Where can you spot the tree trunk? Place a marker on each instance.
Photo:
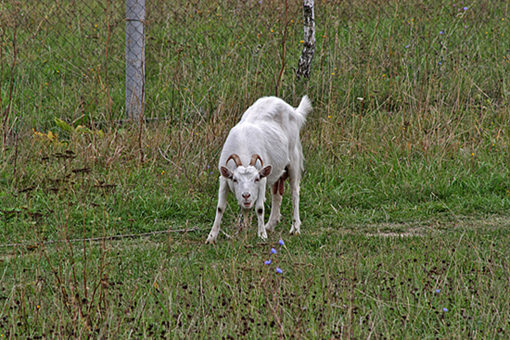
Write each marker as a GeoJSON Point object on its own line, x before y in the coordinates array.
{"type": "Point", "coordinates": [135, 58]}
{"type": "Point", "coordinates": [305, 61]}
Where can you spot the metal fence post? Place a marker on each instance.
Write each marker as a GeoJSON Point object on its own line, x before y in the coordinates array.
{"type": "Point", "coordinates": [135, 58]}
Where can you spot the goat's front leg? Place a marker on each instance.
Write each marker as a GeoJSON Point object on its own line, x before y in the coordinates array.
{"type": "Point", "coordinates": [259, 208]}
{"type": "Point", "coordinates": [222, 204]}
==
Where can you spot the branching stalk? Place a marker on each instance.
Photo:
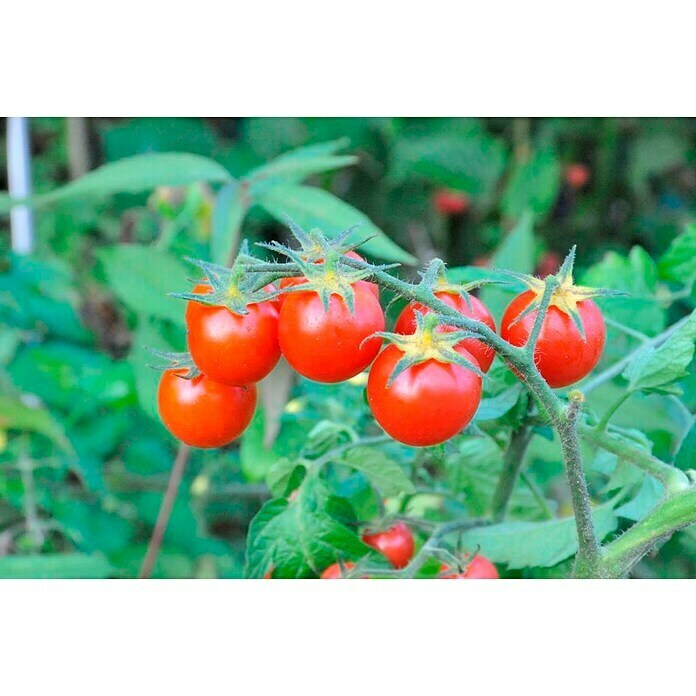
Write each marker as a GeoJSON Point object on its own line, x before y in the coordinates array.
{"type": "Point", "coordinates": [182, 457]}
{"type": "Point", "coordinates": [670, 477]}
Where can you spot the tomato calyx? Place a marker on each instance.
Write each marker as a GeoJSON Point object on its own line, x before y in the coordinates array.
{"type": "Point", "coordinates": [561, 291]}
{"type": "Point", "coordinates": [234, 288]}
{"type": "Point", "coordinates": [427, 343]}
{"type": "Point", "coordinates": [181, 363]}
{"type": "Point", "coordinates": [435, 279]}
---
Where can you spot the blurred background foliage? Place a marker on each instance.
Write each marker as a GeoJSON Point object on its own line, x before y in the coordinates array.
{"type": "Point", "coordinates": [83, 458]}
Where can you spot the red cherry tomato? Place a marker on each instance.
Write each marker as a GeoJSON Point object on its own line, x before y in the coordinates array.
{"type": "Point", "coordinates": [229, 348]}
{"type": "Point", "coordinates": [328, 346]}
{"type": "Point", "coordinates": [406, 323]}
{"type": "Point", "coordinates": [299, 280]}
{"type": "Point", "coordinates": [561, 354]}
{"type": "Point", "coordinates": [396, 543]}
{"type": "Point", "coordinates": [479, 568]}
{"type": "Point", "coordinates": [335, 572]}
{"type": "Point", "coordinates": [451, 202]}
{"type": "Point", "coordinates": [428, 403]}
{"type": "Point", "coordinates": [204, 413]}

## TASK BRIEF
Find each line in the entries above that contains the string "tomato" and copy it out in full. The match is case-sensitive.

## WRITTEN SOLUTION
Where can you spot the tomato calyx? Place a marker on each instance.
Where can you spot the red cherry tomato? Place a marker on each instance.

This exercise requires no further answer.